Referring expression pointing data:

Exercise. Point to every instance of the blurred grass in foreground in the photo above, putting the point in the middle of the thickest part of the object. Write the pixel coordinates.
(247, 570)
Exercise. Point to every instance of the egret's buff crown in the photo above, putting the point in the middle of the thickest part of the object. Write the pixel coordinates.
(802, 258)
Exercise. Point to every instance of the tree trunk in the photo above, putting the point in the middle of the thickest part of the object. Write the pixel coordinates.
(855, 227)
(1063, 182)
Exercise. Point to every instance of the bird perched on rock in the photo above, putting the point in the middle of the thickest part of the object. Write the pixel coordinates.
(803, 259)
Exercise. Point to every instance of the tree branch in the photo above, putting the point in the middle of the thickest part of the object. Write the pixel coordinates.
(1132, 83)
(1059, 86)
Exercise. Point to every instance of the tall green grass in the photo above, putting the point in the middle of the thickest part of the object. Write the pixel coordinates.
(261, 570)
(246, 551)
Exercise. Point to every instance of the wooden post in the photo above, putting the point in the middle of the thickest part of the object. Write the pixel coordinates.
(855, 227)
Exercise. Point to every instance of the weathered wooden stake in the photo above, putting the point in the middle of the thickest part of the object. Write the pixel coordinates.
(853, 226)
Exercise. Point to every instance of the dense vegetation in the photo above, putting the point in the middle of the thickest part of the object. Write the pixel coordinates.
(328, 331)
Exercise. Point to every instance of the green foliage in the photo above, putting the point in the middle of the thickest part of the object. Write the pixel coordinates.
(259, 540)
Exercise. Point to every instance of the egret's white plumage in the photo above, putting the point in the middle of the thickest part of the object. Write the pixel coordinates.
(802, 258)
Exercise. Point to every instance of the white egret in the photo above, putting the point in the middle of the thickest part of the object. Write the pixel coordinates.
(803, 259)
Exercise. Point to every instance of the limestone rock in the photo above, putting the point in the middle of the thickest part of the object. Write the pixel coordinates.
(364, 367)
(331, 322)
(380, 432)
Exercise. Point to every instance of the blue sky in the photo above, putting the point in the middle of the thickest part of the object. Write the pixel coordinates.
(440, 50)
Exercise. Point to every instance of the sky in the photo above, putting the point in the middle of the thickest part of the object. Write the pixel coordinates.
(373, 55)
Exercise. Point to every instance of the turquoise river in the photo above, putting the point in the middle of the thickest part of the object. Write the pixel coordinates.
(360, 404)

**Work instructions**
Render the whole set of entries again, exactly as given.

**Your solution**
Exercise. Point to every instance of the blurred grass in foreground in the photo above, putting the point in the middle of the thickest part of the object. Write the pixel coordinates.
(247, 570)
Exercise. Point to every instance of the egret's buff crown in the photo above, putting the point in the middle of the thickest part of the object. Write the pixel coordinates.
(802, 258)
Exercise. Point to every instance of the tree trunk in the photo above, putting the point in the middle of the thickest part of the object. Write the pixel coordinates.
(855, 227)
(1063, 182)
Exercise. Point to every instance of the bird perched on rock in the photo above, putting the point in the middle of the thickest part of the object. Write the pixel coordinates.
(803, 259)
Exercise. Point to every instance of the tree branch in the photo above, putting the point in the middle of the thickest part of the object. Write the pixel coordinates.
(1132, 83)
(1059, 86)
Exercise. Point to every instance of the tall green grass in the photo above, putting the point in the middle of the thickest part of the object. Write the pixel coordinates.
(261, 570)
(246, 551)
Exercise. Point to every instance of the wooden post in the photo above, putting the point in the middle of the thickest part of the object. Write the pixel coordinates.
(855, 227)
Exercise. Point to every instance of the weathered wooden stake in the photo above, putting the point in the middle of the thickest part of the object. Write the pixel coordinates.
(853, 226)
Exercise. Point to every instance of the dense vegetation in the photo above, putting the point in the middle of the thickest part of the object. Write the pixel coordinates.
(328, 331)
Exercise. Point to every instance of the green foliage in the photo above, putting the point in the middle of the thickest part of the object. Write the pixel coordinates.
(259, 540)
Exercise. Point to every instance of the egret's white plumage in the photo above, putting the point in the middle of the thickest part of the object. Write the pixel coordinates.
(802, 258)
Exercise. Point to every instance of the white egret in the photo above, putting the point in the middle of the thickest part of the object. Write the pixel coordinates.
(803, 259)
Exercise. Point to every instance of the limestone rock in the photo above, putting the point in the middle of the thickest part of the object. Write the pixel coordinates.
(364, 367)
(331, 322)
(380, 432)
Exercise. Point to every instance of the blue sky in the photo above, putting the point in the middle of the thickest part of the object. Write the pixel coordinates.
(440, 50)
Exercise. Point to every instance of the sky in the photo above, putting the point in the middle of the thickest part of the object. Write the pixel coordinates.
(373, 55)
Exercise. Point to every instance of the turquoise river in the photo above, putting the point in the middle of the thickest part of the object. Write the pixel coordinates.
(360, 404)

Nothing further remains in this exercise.